## PROVIDED PASSAGE
At a meeting this week, CEO Sam Altman reportedly told staff that the government would be “approving access customer by customer” during a preview period. Altman reportedly added that if the limited release goes well, OpenAI hopes to follow with a general, broader release a “couple of weeks later.”

In other words, the Trump administration appears to be pressuring OpenAI to do what Anthropic is already voluntarily doing: keeping its most powerful AI models under wraps.

According to The Information, OpenAI’s new model is not only being reviewed by the administration, but its staffers also “worked closely” with the government on the upcoming release. The agencies that reportedly asked for a limited release were the Office of the National Cyber Director and the Office of Science and Technology Policy.

The Trump administration — which originally positioned itself as taking a “hands off” approach to AI — has in recent months pushed for federal oversight of new models. Earlier this month, Trump signed an executive order directing certain AI companies to voluntarily submit new models to the government for testing and evaluation before releasing them publicly.

## WORK REQUEST
Rewrite the stretch of the OpenAI release passage from "At a meeting" through "and Technology Policy.", putting "restricted release" wherever "limited release" appears.

## DATASET CONTENT
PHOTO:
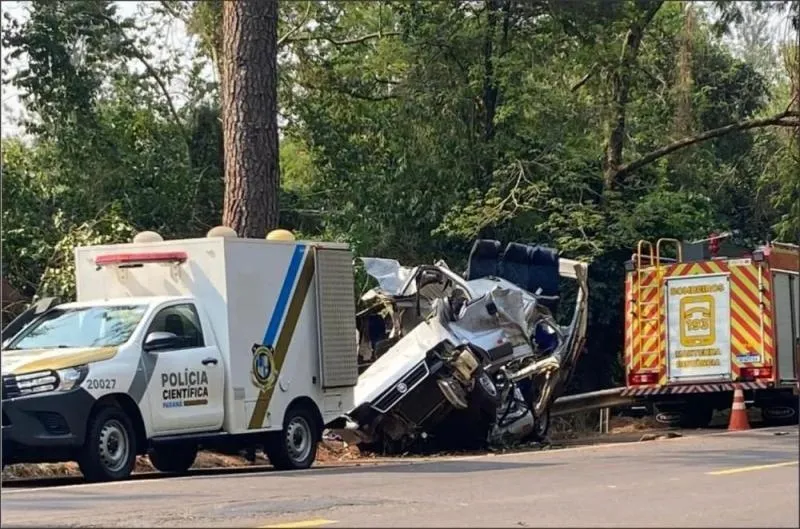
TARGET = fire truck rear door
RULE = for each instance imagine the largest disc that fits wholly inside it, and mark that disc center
(787, 323)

## RESULT FOR THIS EXERCISE
At a meeting this week, CEO Sam Altman reportedly told staff that the government would be “approving access customer by customer” during a preview period. Altman reportedly added that if the restricted release goes well, OpenAI hopes to follow with a general, broader release a “couple of weeks later.”

In other words, the Trump administration appears to be pressuring OpenAI to do what Anthropic is already voluntarily doing: keeping its most powerful AI models under wraps.

According to The Information, OpenAI’s new model is not only being reviewed by the administration, but its staffers also “worked closely” with the government on the upcoming release. The agencies that reportedly asked for a restricted release were the Office of the National Cyber Director and the Office of Science and Technology Policy.